5. Il résulte de tout ce qui précède, et sans qu'il soit besoin d'examiner la régularité du jugement, que le département du Val-d'Oise est fondé à soutenir que c'est à tort que, par le jugement attaqué, le tribunal administratif de Cergy-Pontoise a annulé sa décision de retrait d'agrément du 3 avril 2020.

Sur les dépens :

6. Aucun dépens n'ayant été exposé dans la présente instance, les conclusions du département du Val-d'Oise tendant au remboursement des dépens sont sans objet et doivent, par suite, être rejetées.

Exercices proposés:
• a. Recopiez à l'identique le passage du texte sur le retrait d'agrément, en commençant par « 6. Aucun dépens » et en allant jusqu'à « suite, être rejetées. ».
• b. Reprenez le texte sur le retrait d'agrément à l'endroit où il s'arrête et rédigez-en la suite.

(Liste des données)
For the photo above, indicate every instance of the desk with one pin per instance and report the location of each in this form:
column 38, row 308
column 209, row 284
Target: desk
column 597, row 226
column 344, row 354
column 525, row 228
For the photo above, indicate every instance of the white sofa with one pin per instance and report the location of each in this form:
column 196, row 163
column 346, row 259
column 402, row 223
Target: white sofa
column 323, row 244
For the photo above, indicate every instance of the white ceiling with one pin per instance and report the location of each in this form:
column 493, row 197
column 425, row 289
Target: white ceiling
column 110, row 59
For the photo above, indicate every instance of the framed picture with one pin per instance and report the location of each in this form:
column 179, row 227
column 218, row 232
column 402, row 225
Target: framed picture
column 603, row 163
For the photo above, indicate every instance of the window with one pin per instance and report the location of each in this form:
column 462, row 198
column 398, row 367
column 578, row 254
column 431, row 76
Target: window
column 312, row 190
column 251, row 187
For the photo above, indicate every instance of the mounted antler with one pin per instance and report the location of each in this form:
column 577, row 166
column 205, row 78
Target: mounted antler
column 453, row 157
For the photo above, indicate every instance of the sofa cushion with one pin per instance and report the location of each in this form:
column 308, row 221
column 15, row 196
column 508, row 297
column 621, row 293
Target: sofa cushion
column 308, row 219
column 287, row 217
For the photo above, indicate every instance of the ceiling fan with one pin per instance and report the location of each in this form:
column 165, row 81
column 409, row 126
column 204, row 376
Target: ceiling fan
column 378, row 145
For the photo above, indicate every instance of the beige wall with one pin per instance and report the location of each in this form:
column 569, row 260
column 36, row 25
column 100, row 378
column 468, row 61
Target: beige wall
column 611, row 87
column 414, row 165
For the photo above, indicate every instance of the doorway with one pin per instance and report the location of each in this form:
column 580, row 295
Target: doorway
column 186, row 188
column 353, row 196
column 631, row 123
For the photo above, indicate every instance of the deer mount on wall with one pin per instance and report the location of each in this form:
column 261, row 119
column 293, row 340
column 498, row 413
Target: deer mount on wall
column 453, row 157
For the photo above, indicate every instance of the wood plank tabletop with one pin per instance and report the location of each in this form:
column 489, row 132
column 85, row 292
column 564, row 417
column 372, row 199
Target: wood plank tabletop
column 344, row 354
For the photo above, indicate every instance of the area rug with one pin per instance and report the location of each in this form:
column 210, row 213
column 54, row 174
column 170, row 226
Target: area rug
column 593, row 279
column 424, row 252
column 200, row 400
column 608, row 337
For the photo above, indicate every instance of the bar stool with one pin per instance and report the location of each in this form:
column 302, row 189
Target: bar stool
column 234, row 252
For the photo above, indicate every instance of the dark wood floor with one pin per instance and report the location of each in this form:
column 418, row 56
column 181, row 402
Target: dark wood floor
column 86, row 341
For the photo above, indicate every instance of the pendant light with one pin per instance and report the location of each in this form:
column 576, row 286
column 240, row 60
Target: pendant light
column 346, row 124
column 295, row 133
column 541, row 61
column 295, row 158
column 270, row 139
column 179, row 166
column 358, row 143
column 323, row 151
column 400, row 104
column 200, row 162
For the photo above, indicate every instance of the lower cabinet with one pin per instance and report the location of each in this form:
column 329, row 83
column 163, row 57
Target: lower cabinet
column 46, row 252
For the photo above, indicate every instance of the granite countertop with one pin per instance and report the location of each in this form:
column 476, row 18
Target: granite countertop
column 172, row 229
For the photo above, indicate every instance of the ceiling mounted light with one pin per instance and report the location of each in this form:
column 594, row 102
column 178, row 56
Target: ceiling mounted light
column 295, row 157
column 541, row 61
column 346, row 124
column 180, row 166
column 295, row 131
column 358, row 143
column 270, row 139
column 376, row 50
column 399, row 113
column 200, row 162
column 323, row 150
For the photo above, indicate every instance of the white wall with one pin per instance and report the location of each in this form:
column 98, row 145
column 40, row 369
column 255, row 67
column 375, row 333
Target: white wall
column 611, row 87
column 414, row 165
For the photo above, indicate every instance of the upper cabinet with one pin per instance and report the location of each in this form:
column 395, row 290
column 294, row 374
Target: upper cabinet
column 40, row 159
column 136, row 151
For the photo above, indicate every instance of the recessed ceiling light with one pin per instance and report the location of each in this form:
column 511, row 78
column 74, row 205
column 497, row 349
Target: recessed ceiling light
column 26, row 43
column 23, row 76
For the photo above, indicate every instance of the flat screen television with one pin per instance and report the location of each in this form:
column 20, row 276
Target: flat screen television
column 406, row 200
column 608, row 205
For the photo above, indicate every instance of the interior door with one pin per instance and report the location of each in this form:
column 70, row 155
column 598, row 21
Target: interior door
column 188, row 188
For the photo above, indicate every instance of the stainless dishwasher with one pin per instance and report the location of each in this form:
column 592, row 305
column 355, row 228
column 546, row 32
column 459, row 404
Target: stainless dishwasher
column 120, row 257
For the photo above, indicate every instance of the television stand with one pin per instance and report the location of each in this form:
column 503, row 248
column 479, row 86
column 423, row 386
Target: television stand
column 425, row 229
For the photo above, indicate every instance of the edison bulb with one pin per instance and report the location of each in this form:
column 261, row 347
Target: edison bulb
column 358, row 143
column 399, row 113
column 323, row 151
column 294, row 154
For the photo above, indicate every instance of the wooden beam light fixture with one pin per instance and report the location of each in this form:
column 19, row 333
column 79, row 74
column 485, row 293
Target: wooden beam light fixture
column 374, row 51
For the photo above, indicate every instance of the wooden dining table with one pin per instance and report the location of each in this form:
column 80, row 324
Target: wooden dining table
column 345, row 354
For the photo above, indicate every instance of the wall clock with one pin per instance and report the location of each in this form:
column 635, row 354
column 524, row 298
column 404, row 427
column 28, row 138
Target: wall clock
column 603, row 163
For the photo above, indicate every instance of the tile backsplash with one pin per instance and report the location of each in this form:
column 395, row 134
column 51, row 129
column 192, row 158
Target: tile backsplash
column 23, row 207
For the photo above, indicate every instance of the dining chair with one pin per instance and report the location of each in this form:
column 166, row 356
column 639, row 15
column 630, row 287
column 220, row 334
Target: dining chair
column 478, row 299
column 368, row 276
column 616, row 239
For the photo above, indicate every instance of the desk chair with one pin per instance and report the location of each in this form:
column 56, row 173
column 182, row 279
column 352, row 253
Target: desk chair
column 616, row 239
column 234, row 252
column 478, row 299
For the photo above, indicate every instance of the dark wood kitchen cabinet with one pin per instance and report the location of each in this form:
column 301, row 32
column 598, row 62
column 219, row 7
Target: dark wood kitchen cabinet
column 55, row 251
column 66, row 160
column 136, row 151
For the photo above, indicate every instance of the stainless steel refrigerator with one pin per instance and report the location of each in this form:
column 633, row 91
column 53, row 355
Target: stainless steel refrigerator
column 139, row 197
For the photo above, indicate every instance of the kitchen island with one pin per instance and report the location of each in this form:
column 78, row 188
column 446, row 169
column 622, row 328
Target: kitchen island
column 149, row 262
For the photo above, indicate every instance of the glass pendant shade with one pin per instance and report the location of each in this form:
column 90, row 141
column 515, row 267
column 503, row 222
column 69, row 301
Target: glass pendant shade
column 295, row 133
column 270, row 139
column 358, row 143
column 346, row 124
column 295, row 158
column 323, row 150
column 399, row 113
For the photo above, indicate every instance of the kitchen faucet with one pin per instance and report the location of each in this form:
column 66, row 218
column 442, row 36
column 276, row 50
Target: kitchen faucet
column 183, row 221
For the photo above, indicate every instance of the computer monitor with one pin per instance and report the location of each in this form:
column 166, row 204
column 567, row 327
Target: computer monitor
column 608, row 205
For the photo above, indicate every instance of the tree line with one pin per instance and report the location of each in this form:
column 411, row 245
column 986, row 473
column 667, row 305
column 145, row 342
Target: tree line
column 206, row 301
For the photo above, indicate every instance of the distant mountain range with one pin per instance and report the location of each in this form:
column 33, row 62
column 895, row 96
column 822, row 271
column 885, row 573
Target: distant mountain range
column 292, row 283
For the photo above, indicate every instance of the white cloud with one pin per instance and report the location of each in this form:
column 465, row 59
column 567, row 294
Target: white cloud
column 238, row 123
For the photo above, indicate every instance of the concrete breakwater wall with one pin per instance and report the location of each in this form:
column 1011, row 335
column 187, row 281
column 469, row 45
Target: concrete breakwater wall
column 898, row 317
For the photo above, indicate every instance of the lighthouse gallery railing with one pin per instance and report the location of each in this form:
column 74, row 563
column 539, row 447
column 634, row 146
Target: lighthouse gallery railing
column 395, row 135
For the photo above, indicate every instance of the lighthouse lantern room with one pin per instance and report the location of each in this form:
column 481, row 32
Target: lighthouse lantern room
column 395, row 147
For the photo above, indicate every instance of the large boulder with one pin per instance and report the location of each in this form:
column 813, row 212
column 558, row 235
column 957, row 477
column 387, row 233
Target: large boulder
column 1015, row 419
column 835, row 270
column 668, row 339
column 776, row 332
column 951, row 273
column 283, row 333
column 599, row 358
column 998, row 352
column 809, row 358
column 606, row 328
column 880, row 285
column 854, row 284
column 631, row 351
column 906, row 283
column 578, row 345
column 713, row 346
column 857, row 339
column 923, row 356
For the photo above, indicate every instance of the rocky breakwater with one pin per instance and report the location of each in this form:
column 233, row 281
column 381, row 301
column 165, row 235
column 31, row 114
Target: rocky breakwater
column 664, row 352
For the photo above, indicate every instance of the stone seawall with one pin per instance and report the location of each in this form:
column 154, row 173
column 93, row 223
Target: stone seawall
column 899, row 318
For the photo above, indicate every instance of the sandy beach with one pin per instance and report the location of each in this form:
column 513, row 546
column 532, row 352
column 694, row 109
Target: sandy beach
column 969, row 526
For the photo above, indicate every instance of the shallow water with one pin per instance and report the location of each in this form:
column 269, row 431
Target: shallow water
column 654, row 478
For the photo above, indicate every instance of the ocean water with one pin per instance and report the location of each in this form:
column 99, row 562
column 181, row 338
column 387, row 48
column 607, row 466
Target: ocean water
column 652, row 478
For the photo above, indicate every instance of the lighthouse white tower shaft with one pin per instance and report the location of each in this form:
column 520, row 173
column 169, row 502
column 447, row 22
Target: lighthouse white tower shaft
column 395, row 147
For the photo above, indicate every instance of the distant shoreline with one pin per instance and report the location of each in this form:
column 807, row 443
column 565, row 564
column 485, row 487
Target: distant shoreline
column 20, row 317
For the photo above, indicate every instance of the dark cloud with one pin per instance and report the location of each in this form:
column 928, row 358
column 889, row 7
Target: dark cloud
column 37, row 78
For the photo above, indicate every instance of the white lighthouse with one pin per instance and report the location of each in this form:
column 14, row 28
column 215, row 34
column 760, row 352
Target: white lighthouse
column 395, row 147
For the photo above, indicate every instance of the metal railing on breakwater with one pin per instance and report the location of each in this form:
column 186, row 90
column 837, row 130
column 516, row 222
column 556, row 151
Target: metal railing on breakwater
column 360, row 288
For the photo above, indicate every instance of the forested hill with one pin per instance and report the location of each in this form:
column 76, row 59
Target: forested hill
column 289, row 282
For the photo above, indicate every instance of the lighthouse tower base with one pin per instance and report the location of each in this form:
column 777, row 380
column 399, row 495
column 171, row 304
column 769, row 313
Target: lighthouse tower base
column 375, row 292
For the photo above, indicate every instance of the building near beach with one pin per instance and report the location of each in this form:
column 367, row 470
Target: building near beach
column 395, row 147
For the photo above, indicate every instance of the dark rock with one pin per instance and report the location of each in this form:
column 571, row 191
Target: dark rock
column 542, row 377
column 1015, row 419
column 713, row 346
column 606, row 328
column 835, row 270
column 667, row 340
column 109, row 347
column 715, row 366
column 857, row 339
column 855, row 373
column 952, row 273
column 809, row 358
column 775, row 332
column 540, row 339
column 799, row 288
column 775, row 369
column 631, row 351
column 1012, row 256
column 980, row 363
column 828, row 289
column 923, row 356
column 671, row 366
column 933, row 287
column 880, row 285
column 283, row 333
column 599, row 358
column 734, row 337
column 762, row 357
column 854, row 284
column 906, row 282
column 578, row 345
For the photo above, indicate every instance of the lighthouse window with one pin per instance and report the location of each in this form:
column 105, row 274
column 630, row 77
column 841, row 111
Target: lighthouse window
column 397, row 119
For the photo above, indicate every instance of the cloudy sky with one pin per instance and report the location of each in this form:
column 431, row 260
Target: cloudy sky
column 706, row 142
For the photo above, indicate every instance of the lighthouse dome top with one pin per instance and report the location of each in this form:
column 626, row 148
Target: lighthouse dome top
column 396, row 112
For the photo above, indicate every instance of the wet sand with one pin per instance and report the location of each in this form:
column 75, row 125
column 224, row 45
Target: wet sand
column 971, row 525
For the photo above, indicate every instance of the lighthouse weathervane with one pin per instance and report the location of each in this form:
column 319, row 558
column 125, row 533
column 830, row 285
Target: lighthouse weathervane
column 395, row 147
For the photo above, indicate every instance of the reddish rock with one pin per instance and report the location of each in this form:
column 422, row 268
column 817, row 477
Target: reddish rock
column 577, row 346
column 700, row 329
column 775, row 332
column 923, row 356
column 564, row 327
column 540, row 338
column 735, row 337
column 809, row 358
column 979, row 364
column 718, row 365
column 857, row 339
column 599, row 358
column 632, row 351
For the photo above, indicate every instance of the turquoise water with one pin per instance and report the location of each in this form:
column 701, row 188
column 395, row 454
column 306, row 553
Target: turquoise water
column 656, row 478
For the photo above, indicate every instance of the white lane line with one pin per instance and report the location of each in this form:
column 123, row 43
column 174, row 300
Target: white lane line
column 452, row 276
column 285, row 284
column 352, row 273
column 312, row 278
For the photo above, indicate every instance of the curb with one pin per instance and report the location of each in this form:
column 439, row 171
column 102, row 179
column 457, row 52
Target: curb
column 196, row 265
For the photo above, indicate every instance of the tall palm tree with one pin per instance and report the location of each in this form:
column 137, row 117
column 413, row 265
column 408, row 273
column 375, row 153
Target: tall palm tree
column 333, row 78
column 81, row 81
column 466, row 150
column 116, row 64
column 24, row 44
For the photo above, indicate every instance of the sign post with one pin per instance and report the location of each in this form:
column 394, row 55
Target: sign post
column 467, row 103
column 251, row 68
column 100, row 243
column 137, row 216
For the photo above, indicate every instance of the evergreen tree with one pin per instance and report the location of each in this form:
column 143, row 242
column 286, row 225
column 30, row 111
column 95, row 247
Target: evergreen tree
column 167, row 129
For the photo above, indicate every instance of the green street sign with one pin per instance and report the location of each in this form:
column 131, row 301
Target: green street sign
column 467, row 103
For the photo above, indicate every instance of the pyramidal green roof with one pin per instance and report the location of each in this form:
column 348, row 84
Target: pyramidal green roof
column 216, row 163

Corrigé des exercices:
• a.
6. Aucun dépens n'ayant été exposé dans la présente instance, les conclusions du département du Val-d'Oise tendant au remboursement des dépens sont sans objet et doivent, par suite, être rejetées.

• b.
Sur les frais liés au litige :

7. Les dispositions de l'article L. 761-1 du code de justice administrative font obstacle à ce que soit mise à la charge du département du Val-d'Oise, qui n'est pas la partie perdante dans la présente instance, la somme que Mme B... demande au titre des frais exposés par elle et non compris dans les dépens. En revanche, il y a lieu, dans les circonstances de l'espèce, de mettre à la charge de Mme B... le versement au département du Val-d'Oise d'une somme de 1 500 euros sur le fondement des mêmes dispositions.

DÉCIDE :

Article 1er : Le jugement n° 2007828 du 18 mars 2022 du tribunal administratif de Cergy-Pontoise est annulé.

Article 2 : La demande présentée par Mme B... devant le tribunal administratif de Cergy-Pontoise ainsi que ses conclusions présentées en appel sont rejetées.

Article 3 : Mme B... versera au département du Val-d'Oise la somme de 1 500 euros au titre des dispositions de l'article L. 761-1 du code de justice administrative.

Article 4 : Le surplus des conclusions de la requête du département du Val-d'Oise est rejeté.

Article 5 : Le présent arrêt sera notifié au département du Val-d'Oise et à Mme A... B....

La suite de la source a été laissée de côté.